+++ Supplied material
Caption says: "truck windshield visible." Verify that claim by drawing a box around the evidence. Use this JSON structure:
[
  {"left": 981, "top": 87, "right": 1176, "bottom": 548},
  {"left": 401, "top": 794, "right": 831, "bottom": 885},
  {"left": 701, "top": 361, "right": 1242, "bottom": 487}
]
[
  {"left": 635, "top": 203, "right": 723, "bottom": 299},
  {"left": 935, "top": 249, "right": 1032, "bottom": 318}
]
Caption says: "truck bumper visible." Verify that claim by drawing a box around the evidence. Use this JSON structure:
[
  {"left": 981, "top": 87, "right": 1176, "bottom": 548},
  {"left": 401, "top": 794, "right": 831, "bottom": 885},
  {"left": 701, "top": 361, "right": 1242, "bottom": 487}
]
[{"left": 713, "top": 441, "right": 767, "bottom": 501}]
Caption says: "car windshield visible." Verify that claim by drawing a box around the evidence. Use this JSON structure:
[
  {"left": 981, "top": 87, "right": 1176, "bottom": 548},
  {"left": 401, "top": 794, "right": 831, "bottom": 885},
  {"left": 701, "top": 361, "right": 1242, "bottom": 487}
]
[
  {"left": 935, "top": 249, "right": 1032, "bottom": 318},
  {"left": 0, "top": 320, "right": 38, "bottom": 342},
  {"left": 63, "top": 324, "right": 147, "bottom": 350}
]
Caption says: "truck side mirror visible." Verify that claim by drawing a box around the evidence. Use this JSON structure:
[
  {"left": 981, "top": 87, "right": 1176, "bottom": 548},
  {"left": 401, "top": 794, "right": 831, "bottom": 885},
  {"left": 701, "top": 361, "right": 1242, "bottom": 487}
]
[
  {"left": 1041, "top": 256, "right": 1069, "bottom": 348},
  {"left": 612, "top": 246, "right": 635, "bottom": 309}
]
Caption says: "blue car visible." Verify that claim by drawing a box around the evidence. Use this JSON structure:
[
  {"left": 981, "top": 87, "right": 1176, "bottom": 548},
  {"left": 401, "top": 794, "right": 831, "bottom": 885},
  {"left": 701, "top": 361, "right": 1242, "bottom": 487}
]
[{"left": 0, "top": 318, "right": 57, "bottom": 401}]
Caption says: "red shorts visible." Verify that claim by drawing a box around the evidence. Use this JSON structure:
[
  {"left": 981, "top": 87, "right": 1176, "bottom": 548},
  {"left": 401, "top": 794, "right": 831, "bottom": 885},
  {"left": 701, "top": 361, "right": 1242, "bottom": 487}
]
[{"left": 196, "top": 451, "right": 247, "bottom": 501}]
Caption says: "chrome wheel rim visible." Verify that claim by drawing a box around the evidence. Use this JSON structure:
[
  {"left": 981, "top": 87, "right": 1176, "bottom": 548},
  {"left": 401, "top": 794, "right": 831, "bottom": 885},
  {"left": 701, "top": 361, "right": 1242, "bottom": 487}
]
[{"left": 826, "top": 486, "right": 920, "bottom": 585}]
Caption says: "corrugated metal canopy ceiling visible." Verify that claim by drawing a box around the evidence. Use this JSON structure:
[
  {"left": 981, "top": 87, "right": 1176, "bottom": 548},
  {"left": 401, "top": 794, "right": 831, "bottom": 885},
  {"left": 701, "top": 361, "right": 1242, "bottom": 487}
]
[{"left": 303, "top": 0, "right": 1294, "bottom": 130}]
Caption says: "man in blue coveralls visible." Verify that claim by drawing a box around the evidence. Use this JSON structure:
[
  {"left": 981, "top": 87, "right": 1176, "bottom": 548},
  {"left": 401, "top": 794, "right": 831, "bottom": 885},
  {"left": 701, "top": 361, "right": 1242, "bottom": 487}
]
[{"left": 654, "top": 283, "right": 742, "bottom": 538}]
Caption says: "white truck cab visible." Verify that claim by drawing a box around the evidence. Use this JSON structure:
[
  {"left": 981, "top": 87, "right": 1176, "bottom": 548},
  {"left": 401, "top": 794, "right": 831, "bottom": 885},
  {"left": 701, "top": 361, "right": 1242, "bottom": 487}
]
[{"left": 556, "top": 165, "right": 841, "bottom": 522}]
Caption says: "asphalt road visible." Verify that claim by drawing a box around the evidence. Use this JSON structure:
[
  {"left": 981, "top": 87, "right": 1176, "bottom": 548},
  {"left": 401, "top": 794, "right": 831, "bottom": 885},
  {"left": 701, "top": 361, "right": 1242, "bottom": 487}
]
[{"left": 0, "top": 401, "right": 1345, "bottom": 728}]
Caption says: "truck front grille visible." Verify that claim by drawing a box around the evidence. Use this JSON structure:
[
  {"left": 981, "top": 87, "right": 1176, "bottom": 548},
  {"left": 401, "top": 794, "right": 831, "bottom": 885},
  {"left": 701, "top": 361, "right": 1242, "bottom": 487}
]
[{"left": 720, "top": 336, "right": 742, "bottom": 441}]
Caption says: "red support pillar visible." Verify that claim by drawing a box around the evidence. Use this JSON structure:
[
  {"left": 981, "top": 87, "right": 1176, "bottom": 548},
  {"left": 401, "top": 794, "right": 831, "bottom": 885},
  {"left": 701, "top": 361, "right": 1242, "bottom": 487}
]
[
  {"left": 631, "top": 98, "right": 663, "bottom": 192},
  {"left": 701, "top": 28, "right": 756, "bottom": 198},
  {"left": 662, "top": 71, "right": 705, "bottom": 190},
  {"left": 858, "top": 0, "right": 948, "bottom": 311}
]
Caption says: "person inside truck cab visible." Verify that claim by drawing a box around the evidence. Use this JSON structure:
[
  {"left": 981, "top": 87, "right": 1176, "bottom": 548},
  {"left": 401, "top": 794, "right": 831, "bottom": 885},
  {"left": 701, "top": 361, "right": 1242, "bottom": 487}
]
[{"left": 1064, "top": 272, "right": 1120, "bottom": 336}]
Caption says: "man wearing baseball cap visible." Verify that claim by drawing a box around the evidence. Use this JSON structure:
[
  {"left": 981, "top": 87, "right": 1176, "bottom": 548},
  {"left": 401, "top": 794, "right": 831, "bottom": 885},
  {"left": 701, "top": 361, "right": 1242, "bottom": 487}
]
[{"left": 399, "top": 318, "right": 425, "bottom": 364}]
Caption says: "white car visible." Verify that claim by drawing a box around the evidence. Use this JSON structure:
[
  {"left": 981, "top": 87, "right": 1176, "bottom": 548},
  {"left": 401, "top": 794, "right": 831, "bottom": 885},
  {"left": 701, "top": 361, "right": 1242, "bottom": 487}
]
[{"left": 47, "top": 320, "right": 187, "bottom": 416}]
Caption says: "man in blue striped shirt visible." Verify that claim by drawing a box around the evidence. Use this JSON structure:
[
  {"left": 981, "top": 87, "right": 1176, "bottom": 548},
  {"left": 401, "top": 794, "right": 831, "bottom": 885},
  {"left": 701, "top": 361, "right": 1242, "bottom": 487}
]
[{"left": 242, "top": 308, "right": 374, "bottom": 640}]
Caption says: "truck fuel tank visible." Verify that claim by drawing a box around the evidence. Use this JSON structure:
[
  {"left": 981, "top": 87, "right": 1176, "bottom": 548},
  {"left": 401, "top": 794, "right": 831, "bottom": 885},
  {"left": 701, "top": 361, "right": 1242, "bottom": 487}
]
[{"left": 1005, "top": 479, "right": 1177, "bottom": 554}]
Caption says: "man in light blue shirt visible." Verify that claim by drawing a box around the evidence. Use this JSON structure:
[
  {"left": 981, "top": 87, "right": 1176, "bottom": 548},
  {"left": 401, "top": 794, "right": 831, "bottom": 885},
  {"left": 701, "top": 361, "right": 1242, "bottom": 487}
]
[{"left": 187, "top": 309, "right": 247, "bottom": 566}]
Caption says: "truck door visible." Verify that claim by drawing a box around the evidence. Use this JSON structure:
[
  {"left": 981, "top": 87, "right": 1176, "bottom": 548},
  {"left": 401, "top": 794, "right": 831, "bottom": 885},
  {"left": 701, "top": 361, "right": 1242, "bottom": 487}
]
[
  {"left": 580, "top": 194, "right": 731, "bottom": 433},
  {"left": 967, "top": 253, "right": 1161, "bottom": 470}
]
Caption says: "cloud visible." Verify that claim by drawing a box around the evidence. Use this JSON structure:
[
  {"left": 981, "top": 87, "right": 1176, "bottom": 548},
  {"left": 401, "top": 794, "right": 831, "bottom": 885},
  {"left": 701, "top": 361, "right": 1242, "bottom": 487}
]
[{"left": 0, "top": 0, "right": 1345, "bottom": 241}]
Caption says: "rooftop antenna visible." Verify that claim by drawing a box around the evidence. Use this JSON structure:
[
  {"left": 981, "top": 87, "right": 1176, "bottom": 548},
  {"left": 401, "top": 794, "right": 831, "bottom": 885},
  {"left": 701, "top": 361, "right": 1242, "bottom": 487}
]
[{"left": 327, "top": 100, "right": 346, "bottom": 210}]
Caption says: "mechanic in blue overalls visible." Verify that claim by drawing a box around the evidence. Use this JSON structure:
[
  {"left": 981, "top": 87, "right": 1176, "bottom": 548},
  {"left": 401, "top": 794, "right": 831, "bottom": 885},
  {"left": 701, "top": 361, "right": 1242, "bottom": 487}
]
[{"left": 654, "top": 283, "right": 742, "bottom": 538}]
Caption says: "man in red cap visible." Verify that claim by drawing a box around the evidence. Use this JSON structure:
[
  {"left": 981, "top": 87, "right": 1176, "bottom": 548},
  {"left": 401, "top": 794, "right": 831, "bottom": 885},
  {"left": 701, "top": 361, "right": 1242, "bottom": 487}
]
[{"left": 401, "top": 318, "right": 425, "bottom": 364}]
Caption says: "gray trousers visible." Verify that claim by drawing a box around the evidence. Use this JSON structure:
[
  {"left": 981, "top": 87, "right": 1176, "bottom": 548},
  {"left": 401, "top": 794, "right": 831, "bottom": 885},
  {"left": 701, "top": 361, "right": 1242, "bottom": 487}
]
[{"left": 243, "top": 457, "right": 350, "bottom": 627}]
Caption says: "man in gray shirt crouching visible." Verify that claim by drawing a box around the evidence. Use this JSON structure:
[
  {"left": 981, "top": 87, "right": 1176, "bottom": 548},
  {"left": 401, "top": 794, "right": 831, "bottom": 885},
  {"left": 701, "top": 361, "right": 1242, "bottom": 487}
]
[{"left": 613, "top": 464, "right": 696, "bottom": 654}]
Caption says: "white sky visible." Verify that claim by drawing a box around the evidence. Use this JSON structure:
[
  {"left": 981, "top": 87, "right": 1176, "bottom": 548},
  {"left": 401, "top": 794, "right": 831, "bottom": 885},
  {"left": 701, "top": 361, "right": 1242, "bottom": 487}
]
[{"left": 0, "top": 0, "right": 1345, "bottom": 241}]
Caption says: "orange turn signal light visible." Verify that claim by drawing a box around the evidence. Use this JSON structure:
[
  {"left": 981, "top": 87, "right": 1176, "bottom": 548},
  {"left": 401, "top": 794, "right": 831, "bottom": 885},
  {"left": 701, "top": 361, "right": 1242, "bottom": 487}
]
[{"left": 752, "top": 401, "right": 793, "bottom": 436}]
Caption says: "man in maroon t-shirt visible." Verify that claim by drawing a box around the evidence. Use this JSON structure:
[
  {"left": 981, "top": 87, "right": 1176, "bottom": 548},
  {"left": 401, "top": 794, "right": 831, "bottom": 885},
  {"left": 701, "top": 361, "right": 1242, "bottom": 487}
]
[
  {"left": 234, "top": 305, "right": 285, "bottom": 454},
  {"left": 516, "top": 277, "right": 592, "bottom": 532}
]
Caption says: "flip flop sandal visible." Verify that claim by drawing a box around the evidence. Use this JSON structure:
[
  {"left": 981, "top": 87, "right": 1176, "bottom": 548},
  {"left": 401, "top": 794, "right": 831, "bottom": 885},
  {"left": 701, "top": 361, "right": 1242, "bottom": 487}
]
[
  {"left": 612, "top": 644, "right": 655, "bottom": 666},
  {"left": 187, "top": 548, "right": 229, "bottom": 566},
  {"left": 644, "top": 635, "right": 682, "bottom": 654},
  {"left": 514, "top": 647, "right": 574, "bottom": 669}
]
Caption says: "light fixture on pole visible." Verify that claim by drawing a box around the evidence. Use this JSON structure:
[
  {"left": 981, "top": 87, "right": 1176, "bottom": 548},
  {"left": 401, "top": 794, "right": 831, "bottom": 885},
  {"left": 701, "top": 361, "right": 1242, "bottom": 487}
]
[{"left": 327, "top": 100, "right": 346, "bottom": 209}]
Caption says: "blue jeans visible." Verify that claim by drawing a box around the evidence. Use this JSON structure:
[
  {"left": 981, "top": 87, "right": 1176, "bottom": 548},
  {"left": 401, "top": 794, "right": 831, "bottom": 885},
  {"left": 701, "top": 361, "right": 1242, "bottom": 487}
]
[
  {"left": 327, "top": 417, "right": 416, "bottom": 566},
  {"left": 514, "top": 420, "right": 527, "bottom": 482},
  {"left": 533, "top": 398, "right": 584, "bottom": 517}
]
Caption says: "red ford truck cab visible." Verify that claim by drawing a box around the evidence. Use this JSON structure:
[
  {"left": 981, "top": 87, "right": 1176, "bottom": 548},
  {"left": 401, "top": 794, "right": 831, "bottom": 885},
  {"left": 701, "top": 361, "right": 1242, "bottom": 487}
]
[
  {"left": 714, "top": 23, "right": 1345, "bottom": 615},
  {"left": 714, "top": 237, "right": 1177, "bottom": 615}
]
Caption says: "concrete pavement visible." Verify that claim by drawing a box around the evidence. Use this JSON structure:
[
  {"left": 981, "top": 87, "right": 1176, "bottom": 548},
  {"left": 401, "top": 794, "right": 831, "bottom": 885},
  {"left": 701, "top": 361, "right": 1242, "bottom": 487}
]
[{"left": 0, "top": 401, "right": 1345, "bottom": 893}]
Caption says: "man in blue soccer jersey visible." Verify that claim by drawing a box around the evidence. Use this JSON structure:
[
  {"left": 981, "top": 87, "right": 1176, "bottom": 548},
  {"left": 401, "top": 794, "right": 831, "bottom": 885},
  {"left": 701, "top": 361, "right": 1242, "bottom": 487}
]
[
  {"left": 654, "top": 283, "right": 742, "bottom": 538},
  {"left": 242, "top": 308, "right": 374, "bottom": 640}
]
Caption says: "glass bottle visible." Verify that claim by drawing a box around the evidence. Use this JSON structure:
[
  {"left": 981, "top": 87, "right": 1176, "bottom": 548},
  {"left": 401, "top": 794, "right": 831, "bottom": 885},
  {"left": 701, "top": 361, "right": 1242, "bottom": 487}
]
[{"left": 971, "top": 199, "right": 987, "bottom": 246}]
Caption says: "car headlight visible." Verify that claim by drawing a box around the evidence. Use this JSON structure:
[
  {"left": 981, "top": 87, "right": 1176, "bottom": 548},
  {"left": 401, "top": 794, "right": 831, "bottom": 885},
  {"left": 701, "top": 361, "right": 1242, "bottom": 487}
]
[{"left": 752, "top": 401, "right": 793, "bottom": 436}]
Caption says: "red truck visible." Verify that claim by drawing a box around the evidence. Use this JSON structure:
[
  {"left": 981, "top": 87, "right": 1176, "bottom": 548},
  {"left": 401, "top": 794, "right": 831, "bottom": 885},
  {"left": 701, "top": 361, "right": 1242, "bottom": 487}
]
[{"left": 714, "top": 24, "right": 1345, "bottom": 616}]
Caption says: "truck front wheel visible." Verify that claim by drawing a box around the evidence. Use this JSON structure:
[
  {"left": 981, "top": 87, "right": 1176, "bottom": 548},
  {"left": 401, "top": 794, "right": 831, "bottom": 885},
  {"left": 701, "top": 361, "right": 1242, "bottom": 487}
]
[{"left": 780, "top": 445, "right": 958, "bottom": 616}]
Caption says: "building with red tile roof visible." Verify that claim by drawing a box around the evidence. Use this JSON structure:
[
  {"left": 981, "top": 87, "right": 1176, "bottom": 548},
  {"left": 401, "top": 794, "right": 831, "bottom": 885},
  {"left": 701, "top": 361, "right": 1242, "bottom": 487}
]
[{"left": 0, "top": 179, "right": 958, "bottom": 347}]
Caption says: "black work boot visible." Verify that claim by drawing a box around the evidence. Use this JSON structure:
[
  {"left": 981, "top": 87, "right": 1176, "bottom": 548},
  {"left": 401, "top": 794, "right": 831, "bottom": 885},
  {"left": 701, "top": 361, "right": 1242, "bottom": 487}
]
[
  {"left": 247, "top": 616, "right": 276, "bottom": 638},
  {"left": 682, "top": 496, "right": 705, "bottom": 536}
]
++++++
Set down, exactly and in full, the lines from the one containing "with red tile" through the end of the entries; no other line belongs.

- Exercise answer:
Caption says: "building with red tile roof visible." Verify that claim by drawing a box around the evidence. Use this JSON structure:
[
  {"left": 981, "top": 87, "right": 1176, "bottom": 548},
  {"left": 401, "top": 794, "right": 831, "bottom": 885},
  {"left": 701, "top": 361, "right": 1242, "bottom": 487}
]
[{"left": 0, "top": 179, "right": 958, "bottom": 347}]
Caption says: "black work boot visible." Verify that claim by drawing a box around the evidence. Use this JSON structure:
[
  {"left": 981, "top": 87, "right": 1176, "bottom": 548},
  {"left": 401, "top": 794, "right": 831, "bottom": 885},
  {"left": 701, "top": 361, "right": 1242, "bottom": 487}
]
[
  {"left": 247, "top": 616, "right": 276, "bottom": 638},
  {"left": 682, "top": 496, "right": 705, "bottom": 536}
]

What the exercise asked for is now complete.